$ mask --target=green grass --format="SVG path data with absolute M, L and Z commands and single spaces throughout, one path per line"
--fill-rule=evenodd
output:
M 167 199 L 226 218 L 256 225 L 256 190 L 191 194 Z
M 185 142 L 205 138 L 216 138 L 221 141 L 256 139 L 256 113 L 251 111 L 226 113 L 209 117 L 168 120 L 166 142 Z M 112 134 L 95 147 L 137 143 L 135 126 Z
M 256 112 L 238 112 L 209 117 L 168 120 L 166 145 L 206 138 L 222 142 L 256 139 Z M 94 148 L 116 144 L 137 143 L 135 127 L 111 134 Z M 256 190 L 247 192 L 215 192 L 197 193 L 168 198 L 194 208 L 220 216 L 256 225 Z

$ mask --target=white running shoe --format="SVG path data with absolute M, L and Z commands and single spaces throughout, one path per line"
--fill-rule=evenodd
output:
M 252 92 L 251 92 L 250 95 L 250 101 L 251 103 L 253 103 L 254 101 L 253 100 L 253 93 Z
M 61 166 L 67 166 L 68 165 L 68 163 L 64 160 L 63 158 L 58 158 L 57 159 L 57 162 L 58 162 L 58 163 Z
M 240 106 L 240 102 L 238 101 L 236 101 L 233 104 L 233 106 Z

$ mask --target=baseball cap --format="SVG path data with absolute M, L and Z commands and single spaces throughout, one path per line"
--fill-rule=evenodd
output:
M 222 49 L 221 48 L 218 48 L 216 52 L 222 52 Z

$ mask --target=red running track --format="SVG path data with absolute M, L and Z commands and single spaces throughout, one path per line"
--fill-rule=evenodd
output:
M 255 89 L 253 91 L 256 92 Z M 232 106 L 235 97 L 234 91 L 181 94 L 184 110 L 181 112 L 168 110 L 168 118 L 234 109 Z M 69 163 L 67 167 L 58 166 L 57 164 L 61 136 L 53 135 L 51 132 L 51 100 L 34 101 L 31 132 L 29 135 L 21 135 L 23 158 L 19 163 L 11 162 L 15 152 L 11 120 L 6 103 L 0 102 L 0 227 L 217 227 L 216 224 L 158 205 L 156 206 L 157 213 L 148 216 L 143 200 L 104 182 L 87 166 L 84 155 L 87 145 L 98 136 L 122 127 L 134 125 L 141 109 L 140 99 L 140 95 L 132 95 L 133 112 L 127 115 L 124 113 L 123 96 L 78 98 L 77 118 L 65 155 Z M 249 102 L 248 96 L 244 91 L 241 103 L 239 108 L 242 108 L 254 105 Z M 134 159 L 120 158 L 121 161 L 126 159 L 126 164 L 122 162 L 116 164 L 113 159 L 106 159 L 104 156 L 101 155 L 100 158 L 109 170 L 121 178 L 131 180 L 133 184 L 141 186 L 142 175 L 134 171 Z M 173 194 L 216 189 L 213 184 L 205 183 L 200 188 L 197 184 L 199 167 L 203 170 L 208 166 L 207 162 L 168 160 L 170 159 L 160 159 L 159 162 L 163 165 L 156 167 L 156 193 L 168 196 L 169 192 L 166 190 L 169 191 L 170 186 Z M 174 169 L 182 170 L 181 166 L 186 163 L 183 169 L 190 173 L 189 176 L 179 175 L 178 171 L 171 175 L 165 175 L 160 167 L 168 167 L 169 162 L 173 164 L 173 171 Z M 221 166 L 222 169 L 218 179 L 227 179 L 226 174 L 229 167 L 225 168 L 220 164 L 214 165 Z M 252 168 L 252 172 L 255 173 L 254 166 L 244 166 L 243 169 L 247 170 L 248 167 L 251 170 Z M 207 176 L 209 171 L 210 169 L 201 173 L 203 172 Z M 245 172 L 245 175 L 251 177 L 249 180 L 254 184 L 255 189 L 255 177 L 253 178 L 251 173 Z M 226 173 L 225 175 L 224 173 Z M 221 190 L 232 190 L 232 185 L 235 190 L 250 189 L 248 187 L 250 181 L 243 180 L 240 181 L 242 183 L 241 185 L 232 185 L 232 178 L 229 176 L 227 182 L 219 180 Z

WHAT IS EXPECTED. Rewrite the part of the data that opens with the line containing "mask --target=white running" and closes with the line containing "M 252 92 L 251", replacing "evenodd" with "nonzero" and leaving everything else unchanged.

TASK OUTPUT.
$ mask --target=white running shoe --format="SVG path data with absolute M, L and Z commands and single spaces throughout, one path per line"
--fill-rule=nonzero
output:
M 252 92 L 251 92 L 250 95 L 250 101 L 251 103 L 253 103 L 254 101 L 253 100 L 253 93 Z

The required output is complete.